What needs to be done> Write the data below out again, unchanged.

Recorded information>
BEGIN
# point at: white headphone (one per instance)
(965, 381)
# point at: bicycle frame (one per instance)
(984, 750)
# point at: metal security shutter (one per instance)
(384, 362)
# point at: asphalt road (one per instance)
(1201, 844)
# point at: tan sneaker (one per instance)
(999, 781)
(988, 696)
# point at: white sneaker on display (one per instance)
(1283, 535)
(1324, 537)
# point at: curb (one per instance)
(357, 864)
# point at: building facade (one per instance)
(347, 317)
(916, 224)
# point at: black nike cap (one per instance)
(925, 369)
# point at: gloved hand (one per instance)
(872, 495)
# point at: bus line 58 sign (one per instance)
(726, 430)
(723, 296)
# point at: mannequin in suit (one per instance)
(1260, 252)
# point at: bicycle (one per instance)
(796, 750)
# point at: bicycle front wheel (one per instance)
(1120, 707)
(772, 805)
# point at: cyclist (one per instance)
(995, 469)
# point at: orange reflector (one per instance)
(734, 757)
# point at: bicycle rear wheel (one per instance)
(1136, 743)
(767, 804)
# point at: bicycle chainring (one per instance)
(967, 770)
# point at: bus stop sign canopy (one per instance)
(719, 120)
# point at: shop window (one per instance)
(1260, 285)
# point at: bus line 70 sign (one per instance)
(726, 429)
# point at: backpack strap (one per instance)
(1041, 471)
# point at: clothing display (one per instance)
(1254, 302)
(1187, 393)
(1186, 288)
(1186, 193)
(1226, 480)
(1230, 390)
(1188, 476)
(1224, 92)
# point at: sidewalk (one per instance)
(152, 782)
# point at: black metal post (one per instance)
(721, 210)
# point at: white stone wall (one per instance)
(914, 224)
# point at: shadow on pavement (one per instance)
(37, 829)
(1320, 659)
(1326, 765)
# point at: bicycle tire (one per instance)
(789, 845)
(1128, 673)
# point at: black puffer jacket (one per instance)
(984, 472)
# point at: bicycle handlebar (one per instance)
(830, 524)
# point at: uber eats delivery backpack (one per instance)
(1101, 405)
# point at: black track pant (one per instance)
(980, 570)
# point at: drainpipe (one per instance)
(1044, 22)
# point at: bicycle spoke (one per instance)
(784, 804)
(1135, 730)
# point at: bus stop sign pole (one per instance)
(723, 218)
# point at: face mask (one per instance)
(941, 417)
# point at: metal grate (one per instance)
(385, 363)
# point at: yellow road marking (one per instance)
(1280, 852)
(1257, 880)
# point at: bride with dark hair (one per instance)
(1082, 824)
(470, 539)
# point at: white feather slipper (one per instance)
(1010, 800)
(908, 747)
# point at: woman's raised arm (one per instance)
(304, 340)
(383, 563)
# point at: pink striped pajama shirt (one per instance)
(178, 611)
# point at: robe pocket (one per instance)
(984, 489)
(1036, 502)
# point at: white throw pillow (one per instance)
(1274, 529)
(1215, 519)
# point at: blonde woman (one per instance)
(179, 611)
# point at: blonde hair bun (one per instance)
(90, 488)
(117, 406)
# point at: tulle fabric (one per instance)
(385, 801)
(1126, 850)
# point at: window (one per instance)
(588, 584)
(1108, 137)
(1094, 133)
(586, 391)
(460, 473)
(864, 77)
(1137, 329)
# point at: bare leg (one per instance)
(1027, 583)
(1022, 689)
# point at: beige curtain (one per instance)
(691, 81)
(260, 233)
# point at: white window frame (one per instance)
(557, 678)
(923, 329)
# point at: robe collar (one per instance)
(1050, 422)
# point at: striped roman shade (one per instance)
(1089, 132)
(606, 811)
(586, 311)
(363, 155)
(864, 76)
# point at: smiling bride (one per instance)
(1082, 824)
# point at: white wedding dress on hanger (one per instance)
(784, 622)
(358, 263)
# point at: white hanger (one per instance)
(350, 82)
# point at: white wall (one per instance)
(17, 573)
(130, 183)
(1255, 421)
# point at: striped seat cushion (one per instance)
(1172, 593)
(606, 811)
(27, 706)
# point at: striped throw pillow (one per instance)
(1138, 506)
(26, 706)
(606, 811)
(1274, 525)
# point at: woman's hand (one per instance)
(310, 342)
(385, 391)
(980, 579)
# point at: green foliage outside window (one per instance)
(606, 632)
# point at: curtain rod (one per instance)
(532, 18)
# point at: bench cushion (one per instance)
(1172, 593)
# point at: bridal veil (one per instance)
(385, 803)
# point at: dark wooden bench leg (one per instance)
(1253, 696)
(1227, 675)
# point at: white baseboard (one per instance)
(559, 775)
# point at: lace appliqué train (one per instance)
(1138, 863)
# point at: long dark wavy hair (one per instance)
END
Answer to the problem>
# point at: white headphone (one per instance)
(965, 381)
# point at: bicycle frame (one per instance)
(984, 750)
# point at: metal security shutter (one per instance)
(384, 362)
# point at: asphalt road (one per instance)
(1201, 844)
# point at: tan sneaker (one per instance)
(999, 781)
(988, 696)
# point at: white sneaker on display (one per instance)
(1283, 535)
(1324, 537)
# point at: curb (one per instance)
(357, 864)
# point at: building facade (one per instance)
(347, 317)
(916, 224)
# point at: black nike cap (one per instance)
(925, 369)
# point at: gloved hand (one per instance)
(872, 495)
# point at: bus line 58 sign (one per instance)
(726, 430)
(723, 296)
# point at: mannequin in suit (one per instance)
(1260, 252)
# point at: bicycle (one per instance)
(796, 750)
# point at: bicycle front wheel (one per instance)
(1120, 707)
(772, 805)
# point at: cyclist (one per instance)
(995, 469)
# point at: orange reflector (one per instance)
(734, 757)
# point at: bicycle rear wheel (one per instance)
(1136, 743)
(767, 804)
# point at: bicycle chainring (one per instance)
(967, 770)
# point at: bus stop sign canopy (one per instance)
(719, 120)
# point at: shop window (one per instance)
(1260, 285)
# point at: bus line 70 sign (one per instance)
(726, 429)
# point at: backpack strap (one per instance)
(1041, 471)
# point at: clothing display (one per instance)
(1254, 302)
(1187, 393)
(1186, 288)
(1186, 193)
(1226, 480)
(1230, 390)
(1188, 476)
(1224, 92)
# point at: sidewalk (one per instance)
(152, 782)
# point at: black metal post (one per instance)
(721, 210)
# point at: white stone wall (one per instance)
(914, 224)
# point at: shadow on pavement (one per instance)
(37, 829)
(1320, 659)
(1326, 765)
# point at: bicycle tire (one per instance)
(789, 845)
(1128, 673)
# point at: black puffer jacket (one per instance)
(984, 472)
# point at: bicycle handlebar (one per instance)
(830, 524)
# point at: uber eats delivery backpack (one per instance)
(1101, 405)
# point at: black track pant (one per instance)
(980, 570)
# point at: drainpipe (one per instance)
(1044, 22)
# point at: bicycle spoke (one per instance)
(784, 804)
(1135, 730)
# point at: bus stop sign pole (one per instance)
(723, 218)
# point at: face mask (one per instance)
(941, 417)
# point at: metal grate (one per instance)
(385, 363)
# point at: yellow road marking (one per instance)
(1280, 852)
(1257, 880)
# point at: bride with dark hair (one per instance)
(1082, 824)
(470, 539)
# point at: white feather slipper (one per instance)
(1010, 800)
(908, 747)
# point at: woman's raised arm (one per instance)
(304, 340)
(383, 563)
# point at: pink striped pajama shirt (one per instance)
(178, 611)
# point at: robe pocket (one per instance)
(984, 489)
(1036, 502)
# point at: white throw pillow (one per instance)
(1274, 529)
(1215, 519)
# point at: blonde woman (one per instance)
(179, 611)
# point at: blonde hair bun (one per instance)
(90, 488)
(117, 406)
# point at: tulle fabric (one per instance)
(385, 801)
(1126, 850)
# point at: window (one per instance)
(588, 584)
(1108, 137)
(1094, 133)
(586, 391)
(460, 473)
(864, 77)
(1137, 329)
# point at: bare leg (one per instance)
(1027, 583)
(1022, 689)
# point at: beige curtain (one per instance)
(691, 81)
(260, 233)
# point at: white window frame (one per instance)
(557, 678)
(923, 329)
# point at: robe collar (one per instance)
(1050, 422)
# point at: striped roman shade (one per instance)
(1089, 132)
(606, 811)
(586, 311)
(363, 155)
(864, 76)
# point at: smiling bride (one per instance)
(1082, 824)
# point at: white wedding dress on hanger (one per instance)
(784, 622)
(358, 263)
# point at: white hanger (one per instance)
(350, 82)
# point at: white wall (one per instance)
(17, 573)
(130, 183)
(1255, 421)
# point at: striped seat cushion (one per instance)
(1172, 593)
(606, 811)
(27, 706)
# point at: striped throw pillow (one per instance)
(1138, 506)
(26, 706)
(606, 811)
(1274, 525)
# point at: woman's hand (one per instance)
(310, 342)
(385, 391)
(980, 579)
# point at: green foliage outside window (one per instance)
(606, 632)
# point at: curtain rod (one per instance)
(532, 18)
# point at: bench cushion (one per instance)
(1172, 593)
# point at: bridal veil (one per instance)
(385, 803)
# point at: dark wooden bench leg (one per instance)
(1253, 696)
(1227, 675)
# point at: white baseboard (one per instance)
(559, 775)
# point at: lace appliqué train (one per instance)
(1138, 863)
# point at: long dark wavy hair (one per instance)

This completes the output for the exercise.